*TO BE DONE*.
1. Name every field in the data source field reference whose type is given as dict and that has a field name.
2. Quote the data source field reference word for word, starting at the words "You can choose to crawl" and ending after "your source URLs.".
3. Continue the data source field reference from the point where it stops.

*EXTRACTED TEXT*.
You can choose to crawl only web pages that belong to the same host or primary domain. For example, only web pages that contain the seed URL "https://docs.aws.amazon.com/bedrock/latest/userguide/" and no other domains. You can choose to include sub domains in addition to the host or primary domain. For example, web pages that contain "aws.amazon.com" can also include sub domain "docs.aws.amazon.com".
userAgent (string) --
A string used for identifying the crawler or a bot when it accesses a web server. By default, this is set to bedrockbot_UUID for your crawler. You can optionally append a custom string to bedrockbot_UUID to allowlist a specific user agent permitted to access your source URLs.
sourceConfiguration (dict) --
The source configuration details for the web data source.
urlConfiguration (dict) --
The configuration of the URL/URLs.
seedUrls (list) --
One or more seed or starting point URLs.
(dict) --
The seed or starting point URL. You should be authorized to crawl the URL.
url (string) --
A seed or starting point URL.
dataSourceId (string) --
The unique identifier of the data source.
description (string) --
The description of the data source.
failureReasons (list) --
The detailed reasons on the failure to delete a data source.
(string) --
knowledgeBaseId (string) --
The unique identifier of the knowledge base to which the data source belongs.
name (string) --
The name of the data source.
serverSideEncryptionConfiguration (dict) --
Contains details about the configuration of the server-side encryption.
kmsKeyArn (string) --
The Amazon Resource Name (ARN) of the KMS key used to encrypt the resource.
status (string) --
The status of the data source. The following statuses are possible:
Available – The data source has been created and is ready for ingestion into the knowledge base.
Deleting – The data source is being deleted.
updatedAt (datetime) --
The time at which the data source was last updated.
vectorIngestionConfiguration (dict) --
Contains details about how to ingest the documents in the data source.
chunkingConfiguration (dict) --
Details about how to chunk the documents in the data source. A chunk refers to an excerpt from a data source that is returned when the knowledge base that it belongs to is queried.
chunkingStrategy (string) --
Knowledge base can split your source data into chunks. A chunk refers to an excerpt from a data source that is returned when the knowledge base that it belongs to is queried. You have the following options for chunking your data. If you opt for NONE, then you may want to pre-process your files by splitting them up such that each file corresponds to a chunk.

*MATERIAL PROVIDED*.
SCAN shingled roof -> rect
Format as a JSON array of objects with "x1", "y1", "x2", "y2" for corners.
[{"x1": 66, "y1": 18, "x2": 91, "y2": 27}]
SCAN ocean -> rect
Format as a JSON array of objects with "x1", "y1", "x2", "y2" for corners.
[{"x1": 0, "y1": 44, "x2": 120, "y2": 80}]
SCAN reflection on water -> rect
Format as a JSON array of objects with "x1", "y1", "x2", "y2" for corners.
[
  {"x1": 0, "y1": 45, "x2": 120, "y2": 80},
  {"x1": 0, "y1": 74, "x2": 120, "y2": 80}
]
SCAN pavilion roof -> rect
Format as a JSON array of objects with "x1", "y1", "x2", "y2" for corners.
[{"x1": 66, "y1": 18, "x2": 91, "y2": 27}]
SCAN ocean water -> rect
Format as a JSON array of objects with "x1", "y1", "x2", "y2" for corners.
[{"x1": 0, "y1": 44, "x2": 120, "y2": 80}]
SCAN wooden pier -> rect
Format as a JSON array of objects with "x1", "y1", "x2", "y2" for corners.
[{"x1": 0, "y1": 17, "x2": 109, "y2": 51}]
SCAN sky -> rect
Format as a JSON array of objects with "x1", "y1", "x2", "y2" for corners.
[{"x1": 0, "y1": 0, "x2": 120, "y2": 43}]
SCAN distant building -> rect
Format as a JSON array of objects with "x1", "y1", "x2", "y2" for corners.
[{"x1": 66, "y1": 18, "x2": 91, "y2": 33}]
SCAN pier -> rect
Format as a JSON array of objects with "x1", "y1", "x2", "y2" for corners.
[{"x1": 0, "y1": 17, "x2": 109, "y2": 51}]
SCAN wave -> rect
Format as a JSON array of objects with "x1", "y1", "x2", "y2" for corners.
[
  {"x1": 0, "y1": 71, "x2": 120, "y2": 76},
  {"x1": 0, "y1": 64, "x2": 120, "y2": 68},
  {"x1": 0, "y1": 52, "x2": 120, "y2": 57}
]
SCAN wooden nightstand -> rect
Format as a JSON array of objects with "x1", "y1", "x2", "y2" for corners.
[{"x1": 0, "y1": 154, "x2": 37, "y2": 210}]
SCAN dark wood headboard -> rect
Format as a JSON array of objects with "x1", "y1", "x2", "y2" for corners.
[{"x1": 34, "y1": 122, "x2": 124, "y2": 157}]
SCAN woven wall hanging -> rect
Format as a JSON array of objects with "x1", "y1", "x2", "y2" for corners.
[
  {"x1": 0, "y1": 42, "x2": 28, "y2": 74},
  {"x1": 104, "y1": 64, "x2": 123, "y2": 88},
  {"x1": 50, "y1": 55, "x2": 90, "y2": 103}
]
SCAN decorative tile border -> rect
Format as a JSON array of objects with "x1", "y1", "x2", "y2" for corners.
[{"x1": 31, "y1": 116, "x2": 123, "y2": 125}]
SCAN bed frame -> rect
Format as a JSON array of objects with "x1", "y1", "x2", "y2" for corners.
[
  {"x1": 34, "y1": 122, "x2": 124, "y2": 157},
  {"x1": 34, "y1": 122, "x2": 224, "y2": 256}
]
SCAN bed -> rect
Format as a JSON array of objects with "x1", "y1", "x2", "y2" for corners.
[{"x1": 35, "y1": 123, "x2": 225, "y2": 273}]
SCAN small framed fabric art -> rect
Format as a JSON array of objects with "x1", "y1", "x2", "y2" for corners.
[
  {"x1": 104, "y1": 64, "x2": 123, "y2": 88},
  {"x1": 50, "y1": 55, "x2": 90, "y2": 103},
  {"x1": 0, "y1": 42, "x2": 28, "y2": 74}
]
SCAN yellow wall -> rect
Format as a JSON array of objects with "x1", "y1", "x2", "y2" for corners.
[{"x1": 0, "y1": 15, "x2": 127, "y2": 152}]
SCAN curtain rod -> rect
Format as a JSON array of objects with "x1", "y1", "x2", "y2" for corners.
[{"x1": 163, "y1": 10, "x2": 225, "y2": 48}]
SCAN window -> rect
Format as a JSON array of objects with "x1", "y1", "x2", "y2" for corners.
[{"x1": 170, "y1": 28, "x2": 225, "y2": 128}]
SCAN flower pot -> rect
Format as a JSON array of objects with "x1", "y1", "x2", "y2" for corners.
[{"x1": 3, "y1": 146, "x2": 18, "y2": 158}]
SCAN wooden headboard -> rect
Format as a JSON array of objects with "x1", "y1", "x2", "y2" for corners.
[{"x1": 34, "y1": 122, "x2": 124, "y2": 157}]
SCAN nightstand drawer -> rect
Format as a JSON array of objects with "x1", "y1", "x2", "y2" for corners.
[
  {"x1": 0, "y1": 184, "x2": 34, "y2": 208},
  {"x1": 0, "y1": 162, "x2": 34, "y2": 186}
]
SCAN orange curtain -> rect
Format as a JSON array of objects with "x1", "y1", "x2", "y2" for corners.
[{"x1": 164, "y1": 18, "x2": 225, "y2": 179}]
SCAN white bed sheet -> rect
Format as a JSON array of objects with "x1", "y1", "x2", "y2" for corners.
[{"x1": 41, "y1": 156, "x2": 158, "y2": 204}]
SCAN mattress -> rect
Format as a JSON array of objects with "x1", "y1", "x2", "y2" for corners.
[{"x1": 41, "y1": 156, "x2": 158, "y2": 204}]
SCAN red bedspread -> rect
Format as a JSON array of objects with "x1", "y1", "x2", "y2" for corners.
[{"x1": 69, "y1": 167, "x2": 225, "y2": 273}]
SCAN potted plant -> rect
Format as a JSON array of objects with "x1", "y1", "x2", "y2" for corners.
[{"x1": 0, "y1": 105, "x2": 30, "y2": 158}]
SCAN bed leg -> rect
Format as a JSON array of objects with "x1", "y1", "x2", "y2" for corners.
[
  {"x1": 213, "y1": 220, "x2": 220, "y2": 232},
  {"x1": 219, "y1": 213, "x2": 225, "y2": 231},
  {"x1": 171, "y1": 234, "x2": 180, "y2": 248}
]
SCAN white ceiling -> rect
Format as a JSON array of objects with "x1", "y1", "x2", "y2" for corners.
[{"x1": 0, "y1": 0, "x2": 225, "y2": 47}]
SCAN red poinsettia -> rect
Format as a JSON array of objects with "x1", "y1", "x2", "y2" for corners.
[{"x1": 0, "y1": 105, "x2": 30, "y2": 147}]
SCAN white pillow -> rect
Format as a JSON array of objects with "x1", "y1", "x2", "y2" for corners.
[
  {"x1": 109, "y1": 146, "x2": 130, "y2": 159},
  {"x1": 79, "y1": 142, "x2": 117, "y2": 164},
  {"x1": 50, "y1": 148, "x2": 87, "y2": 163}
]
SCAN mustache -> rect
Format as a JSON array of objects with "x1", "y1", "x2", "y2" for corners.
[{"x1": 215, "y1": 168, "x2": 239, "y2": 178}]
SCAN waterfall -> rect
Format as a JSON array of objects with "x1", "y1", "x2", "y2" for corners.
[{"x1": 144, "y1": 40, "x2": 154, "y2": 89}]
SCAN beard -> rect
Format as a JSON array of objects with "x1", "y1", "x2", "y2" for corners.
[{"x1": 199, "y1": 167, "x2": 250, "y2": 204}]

*TASK-BY-TASK ANSWERS*.
1. sourceConfiguration, urlConfiguration, serverSideEncryptionConfiguration, vectorIngestionConfiguration, chunkingConfiguration

2.
You can choose to crawl only web pages that belong to the same host or primary domain. For example, only web pages that contain the seed URL "https://docs.aws.amazon.com/bedrock/latest/userguide/" and no other domains. You can choose to include sub domains in addition to the host or primary domain. For example, web pages that contain "aws.amazon.com" can also include sub domain "docs.aws.amazon.com".
userAgent (string) --
A string used for identifying the crawler or a bot when it accesses a web server. By default, this is set to bedrockbot_UUID for your crawler. You can optionally append a custom string to bedrockbot_UUID to allowlist a specific user agent permitted to access your source URLs.

3.
FIXED_SIZE – Amazon Bedrock splits your source data into chunks of the approximate size that you set in the fixedSizeChunkingConfiguration.
HIERARCHICAL – Split documents into layers of chunks where the first layer contains large chunks, and the second layer contains smaller chunks derived from the first layer.
SEMANTIC – Split documents into chunks based on groups of similar content derived with natural language processing.
NONE – Amazon Bedrock treats each file as one chunk. If you choose this option, you may want to pre-process your documents by splitting them into separate files.
fixedSizeChunkingConfiguration (dict) --
Configurations for when you choose fixed-size chunking. If you set the chunkingStrategy as NONE, exclude this field.
maxTokens (integer) --
The maximum number of tokens to include in a chunk.
overlapPercentage (integer) --
The percentage of overlap between adjacent chunks of a data source.
hierarchicalChunkingConfiguration (dict) --
Settings for hierarchical document chunking for a data source. Hierarchical chunking splits documents into layers of chunks where the first layer contains large chunks, and the second layer contains smaller chunks derived from the first layer.
levelConfigurations (list) --
Token settings for each layer.
(dict) --
Token settings for a layer in a hierarchical chunking configuration.
maxTokens (integer) --
The maximum number of tokens that a chunk can contain in this layer.
overlapTokens (integer) --
The number of tokens to repeat across chunks in the same layer.
semanticChunkingConfiguration (dict) --
Settings for semantic document chunking for a data source. Semantic chunking splits a document into into smaller documents based on groups of similar content derived from the text with natural language processing.
breakpointPercentileThreshold (integer) --
The dissimilarity threshold for splitting chunks.
bufferSize (integer) --
The buffer size.
maxTokens (integer) --
The maximum number of tokens that a chunk can contain.
customTransformationConfiguration (dict) --
A custom document transformer for parsed data source documents.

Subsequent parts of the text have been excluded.